→ WHAT IS NEEDED
Write out the whole listing word for word.

====

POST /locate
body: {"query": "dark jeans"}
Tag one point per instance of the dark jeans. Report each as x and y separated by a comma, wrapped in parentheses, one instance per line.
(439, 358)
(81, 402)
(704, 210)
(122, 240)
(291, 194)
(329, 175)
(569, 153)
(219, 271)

====

→ EXERCISE OUTPUT
POST /locate
body: {"query": "dark jeans"}
Tag one point per instance of the dark jeans. Report each as x and y separated by a comma, wrapped in parentheses, one instance per line.
(439, 358)
(81, 402)
(704, 210)
(122, 240)
(291, 194)
(329, 175)
(569, 153)
(219, 271)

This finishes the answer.